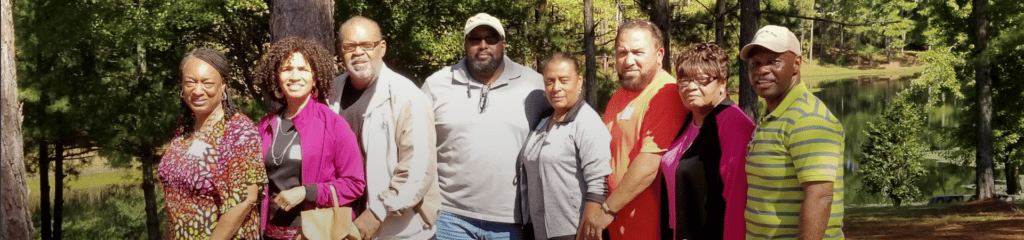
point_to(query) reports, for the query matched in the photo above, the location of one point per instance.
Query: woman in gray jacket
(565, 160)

◇ ◇ ◇

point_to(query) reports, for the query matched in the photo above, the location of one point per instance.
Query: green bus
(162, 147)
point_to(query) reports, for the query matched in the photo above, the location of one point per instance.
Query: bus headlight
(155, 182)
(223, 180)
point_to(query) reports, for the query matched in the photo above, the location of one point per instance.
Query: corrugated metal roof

◇ ◇ ◇

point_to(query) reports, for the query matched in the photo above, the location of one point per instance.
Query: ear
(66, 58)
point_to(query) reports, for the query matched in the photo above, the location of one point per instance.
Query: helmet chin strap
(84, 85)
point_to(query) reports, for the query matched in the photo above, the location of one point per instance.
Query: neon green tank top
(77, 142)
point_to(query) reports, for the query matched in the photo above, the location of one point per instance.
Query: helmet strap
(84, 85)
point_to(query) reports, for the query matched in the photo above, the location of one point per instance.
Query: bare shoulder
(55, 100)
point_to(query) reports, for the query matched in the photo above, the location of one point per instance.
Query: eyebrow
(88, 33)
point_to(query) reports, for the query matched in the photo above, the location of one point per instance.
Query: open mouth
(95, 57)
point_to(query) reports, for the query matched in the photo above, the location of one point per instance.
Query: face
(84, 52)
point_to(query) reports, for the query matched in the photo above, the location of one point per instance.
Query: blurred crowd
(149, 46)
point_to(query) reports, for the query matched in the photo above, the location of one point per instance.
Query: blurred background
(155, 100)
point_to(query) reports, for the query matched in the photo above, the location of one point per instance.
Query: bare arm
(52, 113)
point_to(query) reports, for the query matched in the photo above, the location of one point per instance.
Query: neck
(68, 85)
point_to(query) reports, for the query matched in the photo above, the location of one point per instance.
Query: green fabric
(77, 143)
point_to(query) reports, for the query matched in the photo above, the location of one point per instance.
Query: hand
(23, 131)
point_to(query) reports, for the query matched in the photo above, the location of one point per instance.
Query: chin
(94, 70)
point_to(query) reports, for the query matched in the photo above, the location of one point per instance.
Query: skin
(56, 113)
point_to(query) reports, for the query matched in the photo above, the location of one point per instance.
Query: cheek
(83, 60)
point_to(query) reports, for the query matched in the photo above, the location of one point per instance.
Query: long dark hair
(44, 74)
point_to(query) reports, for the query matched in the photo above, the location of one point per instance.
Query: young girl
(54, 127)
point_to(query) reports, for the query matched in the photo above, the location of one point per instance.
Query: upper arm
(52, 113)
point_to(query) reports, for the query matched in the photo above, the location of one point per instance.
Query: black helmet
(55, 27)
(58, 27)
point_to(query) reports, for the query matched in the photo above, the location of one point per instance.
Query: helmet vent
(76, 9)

◇ ◇ ◇

Problem description:
Produce only the lines from the line containing "Query: bus headlight" through the line containing "Query: corrugated metal roof", inclusive of both, exactly as they stand in the entries above.

Written answer:
Query: bus headlight
(155, 182)
(223, 180)
point_to(query) reports, for the query matched in the photo above, the location of one point per instance.
Query: corrugated metal roof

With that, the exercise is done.